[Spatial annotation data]
________________________________________
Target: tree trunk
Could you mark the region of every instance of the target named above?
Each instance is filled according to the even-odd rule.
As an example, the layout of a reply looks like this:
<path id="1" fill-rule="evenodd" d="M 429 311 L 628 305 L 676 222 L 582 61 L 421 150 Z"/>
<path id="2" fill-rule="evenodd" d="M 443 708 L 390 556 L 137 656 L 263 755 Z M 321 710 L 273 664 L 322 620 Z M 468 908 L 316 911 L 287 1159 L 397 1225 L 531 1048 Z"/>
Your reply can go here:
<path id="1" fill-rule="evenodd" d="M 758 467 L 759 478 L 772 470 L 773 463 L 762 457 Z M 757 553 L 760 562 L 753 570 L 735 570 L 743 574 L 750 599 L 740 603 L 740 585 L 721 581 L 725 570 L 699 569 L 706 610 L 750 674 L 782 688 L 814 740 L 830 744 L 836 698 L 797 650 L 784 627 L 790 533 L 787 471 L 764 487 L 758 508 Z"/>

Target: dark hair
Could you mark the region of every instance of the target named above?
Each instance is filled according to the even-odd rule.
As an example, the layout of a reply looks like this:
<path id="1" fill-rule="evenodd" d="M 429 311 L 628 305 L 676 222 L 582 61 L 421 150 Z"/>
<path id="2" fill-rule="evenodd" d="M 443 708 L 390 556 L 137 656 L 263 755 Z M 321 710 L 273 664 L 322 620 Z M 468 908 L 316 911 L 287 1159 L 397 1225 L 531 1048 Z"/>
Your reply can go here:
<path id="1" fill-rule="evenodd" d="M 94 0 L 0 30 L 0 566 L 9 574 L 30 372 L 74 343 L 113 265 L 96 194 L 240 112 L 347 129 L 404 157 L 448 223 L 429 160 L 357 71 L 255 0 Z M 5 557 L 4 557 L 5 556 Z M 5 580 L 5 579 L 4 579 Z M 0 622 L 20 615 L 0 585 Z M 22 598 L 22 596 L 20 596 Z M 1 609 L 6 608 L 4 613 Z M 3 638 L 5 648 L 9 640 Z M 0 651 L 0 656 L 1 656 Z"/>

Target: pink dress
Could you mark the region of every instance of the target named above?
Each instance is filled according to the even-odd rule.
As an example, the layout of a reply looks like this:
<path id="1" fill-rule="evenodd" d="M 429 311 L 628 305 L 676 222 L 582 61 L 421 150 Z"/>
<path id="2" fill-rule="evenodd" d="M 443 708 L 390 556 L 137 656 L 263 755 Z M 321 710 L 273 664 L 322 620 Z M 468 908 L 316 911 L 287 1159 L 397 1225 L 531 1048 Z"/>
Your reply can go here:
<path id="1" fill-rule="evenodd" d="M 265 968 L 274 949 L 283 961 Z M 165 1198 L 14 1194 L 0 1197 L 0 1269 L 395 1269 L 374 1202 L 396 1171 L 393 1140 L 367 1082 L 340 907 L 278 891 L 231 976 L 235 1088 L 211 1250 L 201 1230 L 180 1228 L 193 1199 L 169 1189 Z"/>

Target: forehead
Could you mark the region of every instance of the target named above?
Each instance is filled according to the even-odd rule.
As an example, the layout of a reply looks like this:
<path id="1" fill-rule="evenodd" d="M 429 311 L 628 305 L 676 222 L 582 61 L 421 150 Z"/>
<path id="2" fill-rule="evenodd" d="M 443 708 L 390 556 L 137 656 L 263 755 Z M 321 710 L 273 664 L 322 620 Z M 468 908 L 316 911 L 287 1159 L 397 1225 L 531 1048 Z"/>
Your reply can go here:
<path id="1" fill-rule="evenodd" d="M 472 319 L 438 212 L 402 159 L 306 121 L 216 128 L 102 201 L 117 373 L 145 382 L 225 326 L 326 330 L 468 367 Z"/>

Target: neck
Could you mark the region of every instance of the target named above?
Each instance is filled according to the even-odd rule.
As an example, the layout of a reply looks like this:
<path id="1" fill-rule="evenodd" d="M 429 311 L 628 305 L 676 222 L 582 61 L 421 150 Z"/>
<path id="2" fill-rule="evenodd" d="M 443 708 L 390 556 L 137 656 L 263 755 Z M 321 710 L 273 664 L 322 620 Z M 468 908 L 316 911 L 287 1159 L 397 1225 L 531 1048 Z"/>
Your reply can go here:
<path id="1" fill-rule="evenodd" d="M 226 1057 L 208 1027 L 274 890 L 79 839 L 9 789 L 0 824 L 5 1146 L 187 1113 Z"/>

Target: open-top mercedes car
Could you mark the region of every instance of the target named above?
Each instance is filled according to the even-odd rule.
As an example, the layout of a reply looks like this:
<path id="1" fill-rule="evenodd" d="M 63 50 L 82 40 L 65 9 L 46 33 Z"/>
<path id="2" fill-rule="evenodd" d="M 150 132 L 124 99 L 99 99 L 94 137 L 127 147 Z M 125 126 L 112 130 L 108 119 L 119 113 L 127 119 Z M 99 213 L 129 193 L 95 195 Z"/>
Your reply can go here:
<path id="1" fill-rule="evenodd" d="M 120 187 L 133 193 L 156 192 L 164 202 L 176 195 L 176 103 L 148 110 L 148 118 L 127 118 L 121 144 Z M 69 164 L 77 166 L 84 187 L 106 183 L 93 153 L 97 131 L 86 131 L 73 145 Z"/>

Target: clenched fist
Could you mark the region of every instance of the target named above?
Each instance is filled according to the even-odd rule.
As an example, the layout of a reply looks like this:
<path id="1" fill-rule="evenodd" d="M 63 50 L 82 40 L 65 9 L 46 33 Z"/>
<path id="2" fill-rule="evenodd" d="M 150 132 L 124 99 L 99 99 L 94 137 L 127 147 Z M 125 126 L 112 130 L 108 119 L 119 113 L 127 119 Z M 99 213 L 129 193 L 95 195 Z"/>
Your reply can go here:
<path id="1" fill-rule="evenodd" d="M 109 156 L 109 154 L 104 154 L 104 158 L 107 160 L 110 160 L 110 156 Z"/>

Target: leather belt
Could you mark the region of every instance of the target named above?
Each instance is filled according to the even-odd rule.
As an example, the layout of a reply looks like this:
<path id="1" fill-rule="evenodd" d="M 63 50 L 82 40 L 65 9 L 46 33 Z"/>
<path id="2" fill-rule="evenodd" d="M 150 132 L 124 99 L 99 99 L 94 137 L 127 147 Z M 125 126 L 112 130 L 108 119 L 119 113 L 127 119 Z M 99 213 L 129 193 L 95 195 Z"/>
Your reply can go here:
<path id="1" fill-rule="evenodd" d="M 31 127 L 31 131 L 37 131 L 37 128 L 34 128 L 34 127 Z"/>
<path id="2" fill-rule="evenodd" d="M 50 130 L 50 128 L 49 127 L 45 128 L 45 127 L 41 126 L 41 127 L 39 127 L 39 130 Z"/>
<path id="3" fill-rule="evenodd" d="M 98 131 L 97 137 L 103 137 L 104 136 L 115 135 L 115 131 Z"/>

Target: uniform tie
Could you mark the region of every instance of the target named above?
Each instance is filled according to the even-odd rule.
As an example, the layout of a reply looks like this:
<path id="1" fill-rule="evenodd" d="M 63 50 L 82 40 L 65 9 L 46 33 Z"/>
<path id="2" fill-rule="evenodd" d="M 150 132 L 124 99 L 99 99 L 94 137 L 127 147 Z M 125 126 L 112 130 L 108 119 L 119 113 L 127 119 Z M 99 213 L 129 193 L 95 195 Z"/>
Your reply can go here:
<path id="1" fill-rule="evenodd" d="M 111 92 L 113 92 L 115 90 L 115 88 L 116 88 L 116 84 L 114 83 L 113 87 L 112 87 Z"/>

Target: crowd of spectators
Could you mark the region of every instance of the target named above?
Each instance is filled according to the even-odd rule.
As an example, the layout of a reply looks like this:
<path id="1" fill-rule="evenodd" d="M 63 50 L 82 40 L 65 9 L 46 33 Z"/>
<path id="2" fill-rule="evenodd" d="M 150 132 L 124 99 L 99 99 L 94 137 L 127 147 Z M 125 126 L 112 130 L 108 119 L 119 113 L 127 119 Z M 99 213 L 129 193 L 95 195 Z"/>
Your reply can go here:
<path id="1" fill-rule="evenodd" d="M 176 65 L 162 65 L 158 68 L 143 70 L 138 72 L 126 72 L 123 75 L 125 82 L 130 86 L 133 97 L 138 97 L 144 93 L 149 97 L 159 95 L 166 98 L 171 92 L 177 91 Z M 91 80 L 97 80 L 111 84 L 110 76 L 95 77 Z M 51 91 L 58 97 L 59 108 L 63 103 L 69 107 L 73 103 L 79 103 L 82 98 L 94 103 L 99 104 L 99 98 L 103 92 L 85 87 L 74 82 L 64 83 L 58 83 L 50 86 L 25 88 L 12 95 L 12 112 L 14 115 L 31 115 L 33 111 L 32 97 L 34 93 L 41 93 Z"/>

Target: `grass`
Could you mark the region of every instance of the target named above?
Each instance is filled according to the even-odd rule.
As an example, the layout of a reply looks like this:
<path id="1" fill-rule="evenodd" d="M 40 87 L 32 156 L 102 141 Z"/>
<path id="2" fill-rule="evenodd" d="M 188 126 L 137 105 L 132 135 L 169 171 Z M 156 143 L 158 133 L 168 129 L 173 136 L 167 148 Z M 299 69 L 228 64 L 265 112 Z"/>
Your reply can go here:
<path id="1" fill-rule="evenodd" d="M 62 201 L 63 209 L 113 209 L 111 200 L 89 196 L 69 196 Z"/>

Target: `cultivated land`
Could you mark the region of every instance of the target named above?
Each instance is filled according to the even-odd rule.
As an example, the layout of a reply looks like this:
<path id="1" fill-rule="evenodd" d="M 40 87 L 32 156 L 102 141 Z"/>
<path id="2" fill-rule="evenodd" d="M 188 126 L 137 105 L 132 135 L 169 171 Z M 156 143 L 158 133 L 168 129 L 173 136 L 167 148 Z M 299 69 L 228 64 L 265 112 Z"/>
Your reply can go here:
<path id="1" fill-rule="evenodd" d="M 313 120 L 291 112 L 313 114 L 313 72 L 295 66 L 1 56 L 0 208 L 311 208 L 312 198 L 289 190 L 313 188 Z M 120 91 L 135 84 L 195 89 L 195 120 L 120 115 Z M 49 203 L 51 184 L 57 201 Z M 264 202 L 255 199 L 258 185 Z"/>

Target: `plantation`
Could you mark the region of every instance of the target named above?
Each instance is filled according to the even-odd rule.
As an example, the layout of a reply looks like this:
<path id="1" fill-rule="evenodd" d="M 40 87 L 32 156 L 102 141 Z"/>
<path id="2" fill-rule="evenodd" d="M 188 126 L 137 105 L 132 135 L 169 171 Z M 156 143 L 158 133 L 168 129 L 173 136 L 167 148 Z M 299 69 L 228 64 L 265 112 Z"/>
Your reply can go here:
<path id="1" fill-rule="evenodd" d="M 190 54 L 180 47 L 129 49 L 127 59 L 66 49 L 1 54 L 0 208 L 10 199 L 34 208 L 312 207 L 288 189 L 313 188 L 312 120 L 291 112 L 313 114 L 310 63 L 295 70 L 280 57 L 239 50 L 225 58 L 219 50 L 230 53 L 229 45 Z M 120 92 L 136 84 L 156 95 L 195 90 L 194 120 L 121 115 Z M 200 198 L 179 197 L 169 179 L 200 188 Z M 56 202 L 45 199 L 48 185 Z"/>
________________________________________
WHAT THIS TASK INVOLVES: Reproduce the lines of the data verbatim, starting at the line that contains "Target: uniform tie" and ending at the line that contains "176 65 L 162", with both of those lines included.

EXERCISE SOLUTION:
Target: uniform tie
Could you mark the region of every instance of the target named above?
Each instance is filled according to the even-odd rule.
As an example, the layout of a reply looks like this:
<path id="1" fill-rule="evenodd" d="M 63 50 L 82 40 L 65 9 L 46 33 Z"/>
<path id="2" fill-rule="evenodd" d="M 150 132 L 124 99 L 99 99 L 94 137 L 127 147 Z M 125 126 L 112 130 L 108 119 L 119 113 L 127 119 Z M 99 213 L 129 193 L 95 195 Z"/>
Your reply can go here:
<path id="1" fill-rule="evenodd" d="M 111 92 L 113 92 L 115 90 L 115 88 L 116 88 L 116 84 L 114 83 L 113 87 L 112 87 Z"/>

Target: crowd of spectators
Could you mark the region of every instance of the target named above?
Each instance is filled according to the even-odd rule.
As an example, the layout of a reply looks like this:
<path id="1" fill-rule="evenodd" d="M 63 50 L 82 40 L 65 9 L 46 33 Z"/>
<path id="2" fill-rule="evenodd" d="M 150 132 L 124 99 L 99 99 L 94 137 L 127 147 Z M 125 126 L 112 130 L 108 119 L 119 113 L 127 119 Z M 99 213 L 129 193 L 95 195 Z"/>
Your reply can go here:
<path id="1" fill-rule="evenodd" d="M 176 65 L 162 65 L 158 68 L 143 70 L 138 72 L 126 72 L 123 75 L 125 82 L 130 86 L 133 97 L 138 97 L 144 93 L 149 97 L 159 95 L 166 98 L 171 92 L 177 91 Z M 91 80 L 97 80 L 111 84 L 110 76 L 95 77 Z M 51 91 L 58 97 L 59 108 L 63 103 L 69 107 L 73 103 L 79 103 L 82 98 L 94 103 L 99 104 L 99 98 L 103 92 L 85 87 L 74 82 L 64 83 L 58 83 L 50 86 L 25 88 L 12 95 L 12 112 L 14 115 L 31 115 L 33 111 L 32 97 L 34 93 L 41 93 Z"/>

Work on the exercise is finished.